>> begin DATASET EXTRACT
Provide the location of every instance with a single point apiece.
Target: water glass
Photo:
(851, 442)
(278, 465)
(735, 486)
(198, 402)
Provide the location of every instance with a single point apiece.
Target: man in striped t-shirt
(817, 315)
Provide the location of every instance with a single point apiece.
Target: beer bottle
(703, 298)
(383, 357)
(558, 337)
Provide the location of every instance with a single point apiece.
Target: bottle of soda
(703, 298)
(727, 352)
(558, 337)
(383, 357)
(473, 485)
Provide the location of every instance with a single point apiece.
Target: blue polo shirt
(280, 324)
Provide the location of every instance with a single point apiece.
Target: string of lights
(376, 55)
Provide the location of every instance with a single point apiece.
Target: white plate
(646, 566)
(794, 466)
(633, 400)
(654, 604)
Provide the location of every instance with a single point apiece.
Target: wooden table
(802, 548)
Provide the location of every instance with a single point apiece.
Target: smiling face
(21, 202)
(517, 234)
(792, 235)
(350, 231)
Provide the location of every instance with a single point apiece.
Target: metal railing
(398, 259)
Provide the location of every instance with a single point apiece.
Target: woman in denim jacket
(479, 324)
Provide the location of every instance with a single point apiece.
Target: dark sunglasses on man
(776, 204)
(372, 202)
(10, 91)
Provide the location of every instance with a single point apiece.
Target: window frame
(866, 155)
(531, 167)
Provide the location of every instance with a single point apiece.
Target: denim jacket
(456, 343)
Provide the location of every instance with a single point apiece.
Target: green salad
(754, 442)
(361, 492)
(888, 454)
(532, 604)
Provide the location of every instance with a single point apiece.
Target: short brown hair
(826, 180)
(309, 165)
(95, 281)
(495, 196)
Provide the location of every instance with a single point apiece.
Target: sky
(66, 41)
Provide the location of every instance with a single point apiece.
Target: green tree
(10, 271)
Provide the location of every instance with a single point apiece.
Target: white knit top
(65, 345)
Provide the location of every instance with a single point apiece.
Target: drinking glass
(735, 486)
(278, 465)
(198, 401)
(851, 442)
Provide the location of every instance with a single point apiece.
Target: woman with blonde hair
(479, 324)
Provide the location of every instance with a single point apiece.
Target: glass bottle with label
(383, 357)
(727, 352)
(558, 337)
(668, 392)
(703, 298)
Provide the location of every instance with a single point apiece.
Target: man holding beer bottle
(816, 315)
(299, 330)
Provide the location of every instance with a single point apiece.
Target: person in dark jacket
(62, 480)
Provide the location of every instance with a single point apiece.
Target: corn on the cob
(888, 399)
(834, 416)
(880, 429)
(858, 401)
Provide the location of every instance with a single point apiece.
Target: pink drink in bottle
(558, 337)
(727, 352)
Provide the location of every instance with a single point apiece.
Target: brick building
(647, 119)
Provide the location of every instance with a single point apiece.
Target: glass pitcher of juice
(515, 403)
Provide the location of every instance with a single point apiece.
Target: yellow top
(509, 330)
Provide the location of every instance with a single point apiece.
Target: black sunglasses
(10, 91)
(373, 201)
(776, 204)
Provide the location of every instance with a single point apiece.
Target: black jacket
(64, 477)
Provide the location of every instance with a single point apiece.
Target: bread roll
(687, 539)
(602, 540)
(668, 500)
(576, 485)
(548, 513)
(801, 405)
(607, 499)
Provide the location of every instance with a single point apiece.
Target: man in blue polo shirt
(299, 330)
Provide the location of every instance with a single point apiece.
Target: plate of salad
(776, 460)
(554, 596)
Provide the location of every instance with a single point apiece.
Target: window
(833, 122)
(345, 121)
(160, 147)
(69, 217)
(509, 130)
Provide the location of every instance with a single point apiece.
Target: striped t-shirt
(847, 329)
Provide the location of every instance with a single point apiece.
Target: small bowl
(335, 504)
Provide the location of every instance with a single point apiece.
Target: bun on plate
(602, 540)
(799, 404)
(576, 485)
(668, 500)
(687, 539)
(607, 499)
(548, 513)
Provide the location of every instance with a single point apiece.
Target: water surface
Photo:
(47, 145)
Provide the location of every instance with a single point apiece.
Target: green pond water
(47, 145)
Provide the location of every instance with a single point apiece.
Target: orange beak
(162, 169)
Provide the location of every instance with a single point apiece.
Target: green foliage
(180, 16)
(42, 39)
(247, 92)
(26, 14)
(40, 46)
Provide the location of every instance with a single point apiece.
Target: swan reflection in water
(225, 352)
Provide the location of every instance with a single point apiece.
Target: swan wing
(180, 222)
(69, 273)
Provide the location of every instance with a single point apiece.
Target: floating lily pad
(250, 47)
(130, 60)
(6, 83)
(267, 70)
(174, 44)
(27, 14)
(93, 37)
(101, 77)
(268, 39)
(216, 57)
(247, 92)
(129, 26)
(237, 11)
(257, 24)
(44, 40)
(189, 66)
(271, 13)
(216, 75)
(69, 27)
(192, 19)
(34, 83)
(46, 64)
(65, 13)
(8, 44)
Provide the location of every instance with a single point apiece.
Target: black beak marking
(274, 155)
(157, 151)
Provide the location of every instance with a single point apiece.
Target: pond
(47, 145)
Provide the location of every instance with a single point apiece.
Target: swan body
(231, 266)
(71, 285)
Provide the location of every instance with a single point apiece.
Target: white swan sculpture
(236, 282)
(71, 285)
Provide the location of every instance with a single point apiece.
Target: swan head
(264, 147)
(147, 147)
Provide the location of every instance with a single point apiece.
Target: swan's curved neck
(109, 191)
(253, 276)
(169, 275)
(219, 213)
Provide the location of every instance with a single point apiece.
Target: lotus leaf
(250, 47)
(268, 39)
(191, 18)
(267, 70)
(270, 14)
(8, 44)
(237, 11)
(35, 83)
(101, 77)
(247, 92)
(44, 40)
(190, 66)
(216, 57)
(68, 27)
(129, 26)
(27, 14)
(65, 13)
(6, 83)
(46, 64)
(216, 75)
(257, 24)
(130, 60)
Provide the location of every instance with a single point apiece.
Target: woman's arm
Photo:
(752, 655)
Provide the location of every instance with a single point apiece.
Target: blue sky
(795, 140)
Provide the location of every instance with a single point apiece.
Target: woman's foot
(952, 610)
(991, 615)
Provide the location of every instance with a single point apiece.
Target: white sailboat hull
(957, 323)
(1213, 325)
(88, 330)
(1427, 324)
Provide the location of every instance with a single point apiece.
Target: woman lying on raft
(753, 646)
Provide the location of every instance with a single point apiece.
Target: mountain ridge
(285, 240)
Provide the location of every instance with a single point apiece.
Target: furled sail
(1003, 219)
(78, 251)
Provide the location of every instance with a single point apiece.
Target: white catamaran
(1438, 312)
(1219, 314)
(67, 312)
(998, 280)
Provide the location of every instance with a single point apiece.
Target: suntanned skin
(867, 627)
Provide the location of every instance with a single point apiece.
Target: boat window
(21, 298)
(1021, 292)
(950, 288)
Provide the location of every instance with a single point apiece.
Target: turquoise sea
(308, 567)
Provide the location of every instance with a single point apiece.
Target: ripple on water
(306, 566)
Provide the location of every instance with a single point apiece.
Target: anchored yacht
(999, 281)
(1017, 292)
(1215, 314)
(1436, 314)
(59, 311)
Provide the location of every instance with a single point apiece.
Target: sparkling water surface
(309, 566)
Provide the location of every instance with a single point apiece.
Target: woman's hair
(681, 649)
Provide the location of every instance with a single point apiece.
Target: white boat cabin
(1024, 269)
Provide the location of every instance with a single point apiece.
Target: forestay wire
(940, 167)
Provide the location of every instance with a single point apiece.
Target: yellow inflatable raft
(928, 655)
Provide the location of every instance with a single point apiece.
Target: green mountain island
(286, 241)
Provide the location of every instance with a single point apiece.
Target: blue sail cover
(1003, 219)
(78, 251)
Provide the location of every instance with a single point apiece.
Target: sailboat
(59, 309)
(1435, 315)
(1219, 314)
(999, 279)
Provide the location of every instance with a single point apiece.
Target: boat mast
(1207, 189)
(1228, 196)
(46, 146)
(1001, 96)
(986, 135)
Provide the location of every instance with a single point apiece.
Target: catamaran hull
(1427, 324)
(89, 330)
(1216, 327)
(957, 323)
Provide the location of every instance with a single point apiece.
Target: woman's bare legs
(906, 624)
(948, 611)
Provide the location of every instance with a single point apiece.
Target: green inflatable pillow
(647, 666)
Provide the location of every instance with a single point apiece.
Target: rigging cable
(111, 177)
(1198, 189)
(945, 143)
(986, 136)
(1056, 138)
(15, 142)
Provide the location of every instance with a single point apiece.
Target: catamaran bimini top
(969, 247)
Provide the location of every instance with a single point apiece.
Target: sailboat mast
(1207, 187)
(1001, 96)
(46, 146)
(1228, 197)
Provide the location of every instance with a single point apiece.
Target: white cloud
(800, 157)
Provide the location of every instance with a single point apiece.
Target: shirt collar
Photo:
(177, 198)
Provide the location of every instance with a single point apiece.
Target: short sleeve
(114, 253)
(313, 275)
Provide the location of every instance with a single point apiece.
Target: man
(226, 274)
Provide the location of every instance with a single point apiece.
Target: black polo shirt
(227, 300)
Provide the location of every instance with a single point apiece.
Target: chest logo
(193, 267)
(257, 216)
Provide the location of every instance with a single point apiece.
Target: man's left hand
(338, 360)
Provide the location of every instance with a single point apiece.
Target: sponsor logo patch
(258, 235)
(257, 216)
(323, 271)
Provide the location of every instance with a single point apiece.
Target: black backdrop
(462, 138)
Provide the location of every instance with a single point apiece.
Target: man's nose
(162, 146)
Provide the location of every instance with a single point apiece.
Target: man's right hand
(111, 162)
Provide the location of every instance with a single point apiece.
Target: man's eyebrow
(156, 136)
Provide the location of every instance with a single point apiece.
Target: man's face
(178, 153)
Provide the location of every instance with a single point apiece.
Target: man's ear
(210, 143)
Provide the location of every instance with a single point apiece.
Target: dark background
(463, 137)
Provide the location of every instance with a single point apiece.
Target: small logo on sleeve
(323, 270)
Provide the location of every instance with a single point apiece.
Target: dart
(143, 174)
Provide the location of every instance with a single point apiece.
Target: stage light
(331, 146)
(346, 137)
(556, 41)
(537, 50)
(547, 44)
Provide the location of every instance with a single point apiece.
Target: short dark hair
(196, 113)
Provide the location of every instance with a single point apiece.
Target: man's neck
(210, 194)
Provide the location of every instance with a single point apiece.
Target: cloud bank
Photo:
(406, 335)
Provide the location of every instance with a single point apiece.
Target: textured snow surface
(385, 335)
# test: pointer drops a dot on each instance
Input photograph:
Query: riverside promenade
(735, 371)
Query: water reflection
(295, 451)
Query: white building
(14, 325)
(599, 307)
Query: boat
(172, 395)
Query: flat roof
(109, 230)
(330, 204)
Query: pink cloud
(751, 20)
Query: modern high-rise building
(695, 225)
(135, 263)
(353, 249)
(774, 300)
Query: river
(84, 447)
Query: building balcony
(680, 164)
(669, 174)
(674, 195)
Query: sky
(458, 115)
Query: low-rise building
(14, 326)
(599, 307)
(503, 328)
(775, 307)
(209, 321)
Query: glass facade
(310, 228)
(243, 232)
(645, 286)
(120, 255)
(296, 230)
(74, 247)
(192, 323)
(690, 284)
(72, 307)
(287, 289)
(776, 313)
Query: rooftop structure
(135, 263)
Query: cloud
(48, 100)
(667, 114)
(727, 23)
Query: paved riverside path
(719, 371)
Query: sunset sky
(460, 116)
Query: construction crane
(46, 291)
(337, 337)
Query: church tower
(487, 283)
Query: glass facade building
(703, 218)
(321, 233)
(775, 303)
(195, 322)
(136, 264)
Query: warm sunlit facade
>> end DATASET EXTRACT
PROBLEM
Retype the stretch from the line containing "Query: construction crane" through the end of the records, keeping every character unchanged.

WORKED ANSWER
Query: construction crane
(46, 291)
(337, 337)
Query: church tower
(487, 283)
Query: glass facade building
(703, 218)
(321, 233)
(775, 303)
(195, 322)
(136, 264)
Query: warm sunlit facade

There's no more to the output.